* [TASK REQUIREMENTS]:
Copy out the stretch of rows from the first one through the one containing "[[67, 0, 80, 4]]", leaving the requests unchanged and scaling every bounding box coordinate in the answers by 0.75. Round each scaled coordinate to a whole number, with halves rounded up.

Rows from a box labeling dataset:

——————————

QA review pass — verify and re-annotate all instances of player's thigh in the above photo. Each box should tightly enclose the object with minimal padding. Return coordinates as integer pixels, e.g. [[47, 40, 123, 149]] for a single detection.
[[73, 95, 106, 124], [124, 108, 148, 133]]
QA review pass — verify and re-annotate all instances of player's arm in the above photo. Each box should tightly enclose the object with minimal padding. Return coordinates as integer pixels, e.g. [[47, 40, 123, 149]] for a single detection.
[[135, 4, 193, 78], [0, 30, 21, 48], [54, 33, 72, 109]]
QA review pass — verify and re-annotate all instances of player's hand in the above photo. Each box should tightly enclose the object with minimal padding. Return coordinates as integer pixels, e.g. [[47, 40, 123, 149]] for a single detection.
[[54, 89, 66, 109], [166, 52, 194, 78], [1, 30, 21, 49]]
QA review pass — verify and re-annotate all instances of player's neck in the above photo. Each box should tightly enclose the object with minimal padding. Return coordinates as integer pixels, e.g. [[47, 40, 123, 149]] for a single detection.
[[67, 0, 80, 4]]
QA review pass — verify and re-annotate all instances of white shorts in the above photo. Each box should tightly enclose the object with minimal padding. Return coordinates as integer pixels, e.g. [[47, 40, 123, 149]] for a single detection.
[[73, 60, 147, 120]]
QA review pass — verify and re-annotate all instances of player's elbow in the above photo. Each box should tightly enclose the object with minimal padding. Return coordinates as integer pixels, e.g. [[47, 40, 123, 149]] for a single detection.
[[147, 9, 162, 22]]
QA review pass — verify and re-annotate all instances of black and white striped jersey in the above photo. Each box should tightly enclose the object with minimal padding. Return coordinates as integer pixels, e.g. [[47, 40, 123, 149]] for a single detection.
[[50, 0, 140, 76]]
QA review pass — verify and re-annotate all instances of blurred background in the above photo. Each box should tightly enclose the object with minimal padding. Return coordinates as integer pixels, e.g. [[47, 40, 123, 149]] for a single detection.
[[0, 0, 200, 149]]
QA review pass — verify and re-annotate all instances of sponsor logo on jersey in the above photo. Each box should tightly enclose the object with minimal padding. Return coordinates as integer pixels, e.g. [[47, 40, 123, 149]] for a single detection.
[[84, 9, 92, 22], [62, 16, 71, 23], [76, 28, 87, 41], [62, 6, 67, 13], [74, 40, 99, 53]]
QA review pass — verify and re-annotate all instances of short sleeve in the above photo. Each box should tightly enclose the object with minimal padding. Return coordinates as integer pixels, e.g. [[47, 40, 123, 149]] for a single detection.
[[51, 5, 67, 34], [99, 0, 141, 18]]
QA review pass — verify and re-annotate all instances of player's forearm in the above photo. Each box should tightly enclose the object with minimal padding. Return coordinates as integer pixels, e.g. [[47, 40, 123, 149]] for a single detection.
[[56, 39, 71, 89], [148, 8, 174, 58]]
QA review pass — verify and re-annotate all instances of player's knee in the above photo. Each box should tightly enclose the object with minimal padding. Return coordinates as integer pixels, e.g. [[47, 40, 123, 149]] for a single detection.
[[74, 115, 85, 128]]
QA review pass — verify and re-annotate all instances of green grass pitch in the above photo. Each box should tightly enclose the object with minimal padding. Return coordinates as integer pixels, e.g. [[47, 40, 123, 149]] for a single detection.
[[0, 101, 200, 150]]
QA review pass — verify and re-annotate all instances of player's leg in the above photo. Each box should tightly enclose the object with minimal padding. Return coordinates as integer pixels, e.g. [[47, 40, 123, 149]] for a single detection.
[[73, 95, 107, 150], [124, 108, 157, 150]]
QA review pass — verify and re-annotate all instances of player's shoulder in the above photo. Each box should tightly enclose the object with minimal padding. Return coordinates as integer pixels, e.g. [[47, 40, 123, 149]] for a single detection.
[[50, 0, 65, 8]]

——————————

* [EXPECTED ANSWER]:
QA review pass — verify and re-annotate all instances of player's thigh in the above photo. Each box should tightly enclose the object with minimal padding. Return coordinates as integer pixels, e.g. [[47, 40, 123, 149]] for a single detection.
[[55, 71, 80, 93], [93, 81, 111, 100]]
QA review pass — verify and re-annotate all instances of player's arm in the above photo. Each box should tightly enclose the object with minimal padding. Return coordinates as integer pixels, e.g. [[47, 40, 123, 149]] for a single detection.
[[101, 3, 145, 59], [0, 23, 16, 36], [41, 25, 54, 82]]
QA review pass — verify and re-annotate all instances of player's hand in the above photo. Each box should tightly enclose the object with minimal padding. Return coordinates as integer pixels, e.g. [[47, 40, 123, 149]] for a single detection.
[[41, 67, 50, 82], [125, 39, 146, 59], [1, 23, 16, 37]]
QA review pass — verify and re-annotate all instances of player's neck in the above photo. Each box should tightly enclose the object with minimal padding. Return coordinates as integer pixels, e.g. [[47, 40, 123, 149]] for a single detection.
[[50, 0, 60, 3]]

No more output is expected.